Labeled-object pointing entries
[START]

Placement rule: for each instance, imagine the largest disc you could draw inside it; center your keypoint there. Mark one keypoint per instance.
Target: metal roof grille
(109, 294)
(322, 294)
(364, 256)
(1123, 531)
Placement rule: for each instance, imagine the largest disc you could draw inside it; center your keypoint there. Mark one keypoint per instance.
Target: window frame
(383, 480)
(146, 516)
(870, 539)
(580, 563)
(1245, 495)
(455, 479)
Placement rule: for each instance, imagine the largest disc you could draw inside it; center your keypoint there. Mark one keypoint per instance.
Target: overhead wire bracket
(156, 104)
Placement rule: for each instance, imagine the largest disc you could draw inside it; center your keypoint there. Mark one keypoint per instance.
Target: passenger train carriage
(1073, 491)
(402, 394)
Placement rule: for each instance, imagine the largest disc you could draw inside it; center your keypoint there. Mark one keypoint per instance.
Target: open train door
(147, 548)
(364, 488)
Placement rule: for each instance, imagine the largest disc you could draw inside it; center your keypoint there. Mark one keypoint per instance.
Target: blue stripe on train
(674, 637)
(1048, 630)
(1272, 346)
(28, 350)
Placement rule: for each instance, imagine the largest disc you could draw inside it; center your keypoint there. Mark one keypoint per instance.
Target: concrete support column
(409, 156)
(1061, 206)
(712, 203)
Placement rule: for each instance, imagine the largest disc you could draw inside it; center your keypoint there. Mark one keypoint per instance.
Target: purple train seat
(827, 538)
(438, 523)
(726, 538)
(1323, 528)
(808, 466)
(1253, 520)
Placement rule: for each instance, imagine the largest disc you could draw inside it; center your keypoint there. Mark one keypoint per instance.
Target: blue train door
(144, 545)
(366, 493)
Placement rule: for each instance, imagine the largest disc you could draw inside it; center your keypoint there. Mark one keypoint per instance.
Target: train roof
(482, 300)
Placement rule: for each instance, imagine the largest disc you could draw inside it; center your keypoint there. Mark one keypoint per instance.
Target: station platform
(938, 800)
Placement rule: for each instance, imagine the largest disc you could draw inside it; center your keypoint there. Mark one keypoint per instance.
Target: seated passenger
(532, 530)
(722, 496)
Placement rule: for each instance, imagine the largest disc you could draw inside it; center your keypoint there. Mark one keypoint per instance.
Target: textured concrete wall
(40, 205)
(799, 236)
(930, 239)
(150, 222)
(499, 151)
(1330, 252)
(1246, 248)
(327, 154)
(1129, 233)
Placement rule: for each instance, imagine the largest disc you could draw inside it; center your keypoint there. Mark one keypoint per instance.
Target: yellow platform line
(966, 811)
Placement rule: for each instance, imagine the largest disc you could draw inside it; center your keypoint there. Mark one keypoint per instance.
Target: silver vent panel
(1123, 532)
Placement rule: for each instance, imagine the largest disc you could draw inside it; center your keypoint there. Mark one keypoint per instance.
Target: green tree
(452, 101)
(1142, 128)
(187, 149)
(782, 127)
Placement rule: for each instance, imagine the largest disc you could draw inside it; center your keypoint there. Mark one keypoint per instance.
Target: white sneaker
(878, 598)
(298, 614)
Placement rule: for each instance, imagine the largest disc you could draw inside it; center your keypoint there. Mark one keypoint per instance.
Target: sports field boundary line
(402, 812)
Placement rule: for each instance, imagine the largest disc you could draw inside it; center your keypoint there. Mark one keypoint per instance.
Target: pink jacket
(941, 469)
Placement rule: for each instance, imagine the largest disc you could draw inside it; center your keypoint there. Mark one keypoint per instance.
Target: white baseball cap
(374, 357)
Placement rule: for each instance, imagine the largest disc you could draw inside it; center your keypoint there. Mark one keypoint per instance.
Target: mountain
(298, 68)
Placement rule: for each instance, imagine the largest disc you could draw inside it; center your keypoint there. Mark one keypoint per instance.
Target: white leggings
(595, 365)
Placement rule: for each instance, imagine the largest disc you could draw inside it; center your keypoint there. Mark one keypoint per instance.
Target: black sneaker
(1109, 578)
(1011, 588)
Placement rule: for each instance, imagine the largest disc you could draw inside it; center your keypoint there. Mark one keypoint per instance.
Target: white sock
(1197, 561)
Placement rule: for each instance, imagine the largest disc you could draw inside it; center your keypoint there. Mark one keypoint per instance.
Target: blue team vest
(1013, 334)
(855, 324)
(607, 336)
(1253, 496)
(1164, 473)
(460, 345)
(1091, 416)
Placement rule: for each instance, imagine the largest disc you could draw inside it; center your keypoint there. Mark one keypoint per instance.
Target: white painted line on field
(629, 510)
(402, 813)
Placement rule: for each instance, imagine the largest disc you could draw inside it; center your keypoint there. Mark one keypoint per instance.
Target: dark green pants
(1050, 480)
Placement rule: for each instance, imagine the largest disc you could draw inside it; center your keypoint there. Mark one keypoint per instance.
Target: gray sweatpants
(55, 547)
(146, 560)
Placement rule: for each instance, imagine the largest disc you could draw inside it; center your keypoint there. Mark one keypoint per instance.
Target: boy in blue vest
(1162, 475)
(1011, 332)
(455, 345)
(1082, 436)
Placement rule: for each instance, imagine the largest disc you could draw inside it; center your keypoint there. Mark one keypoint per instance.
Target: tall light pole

[END]

STATED GOAL
Format every line from the start of the entries through the line that contains "(1253, 520)" as a Markdown table with the columns Row and Line. Put a running number under Row, and skip any blank lines.

TASK SOLUTION
| Row | Line |
|---|---|
| 1 | Placement rule: for each instance, imagine the largest disc you could draw inside it; center your keypoint there. Mark one keypoint per instance. |
| 2 | Target: metal roof grille |
| 3 | (109, 294) |
| 4 | (322, 294) |
| 5 | (364, 256) |
| 6 | (1123, 531) |
| 7 | Placement rule: for each instance, imagine the largest disc you could draw inside it; center your keypoint there. Mark one keypoint per instance. |
| 8 | Target: window frame |
| 9 | (383, 480) |
| 10 | (146, 516) |
| 11 | (870, 539) |
| 12 | (580, 563) |
| 13 | (1245, 495) |
| 14 | (455, 479) |
| 15 | Placement rule: for each instance, imagine the largest disc you could draw inside it; center your keypoint there. Mark one keypoint per instance. |
| 16 | Target: overhead wire bracket |
| 17 | (156, 104) |
| 18 | Placement rule: for each instance, imagine the largest disc you could draw inside it; center your keypoint there. Mark one keypoint per instance. |
| 19 | Target: passenger train carriage |
| 20 | (1073, 491) |
| 21 | (402, 394) |
| 22 | Placement rule: for each instance, imagine the largest disc you could draw inside it; center your keypoint there. Mark one keypoint per instance. |
| 23 | Target: open train door |
| 24 | (147, 548) |
| 25 | (364, 488) |
| 26 | Placement rule: for each instance, imagine the largest disc you could draw inside it; center your keypoint there. Mark one keypoint per instance. |
| 27 | Target: blue stripe on train |
| 28 | (674, 637) |
| 29 | (1048, 630) |
| 30 | (1272, 346) |
| 31 | (28, 350) |
| 32 | Placement rule: for each instance, imagine the largest disc you could draw inside it; center your keypoint there. Mark one keypoint per instance. |
| 33 | Target: concrete support column |
| 34 | (409, 156) |
| 35 | (1061, 206) |
| 36 | (712, 203) |
| 37 | Placement rule: for each instance, imagine the largest disc you could draw inside it; center your keypoint there. Mark one keypoint per instance. |
| 38 | Target: purple train seat |
| 39 | (827, 538) |
| 40 | (438, 523) |
| 41 | (726, 538) |
| 42 | (1323, 528) |
| 43 | (808, 466) |
| 44 | (1253, 520) |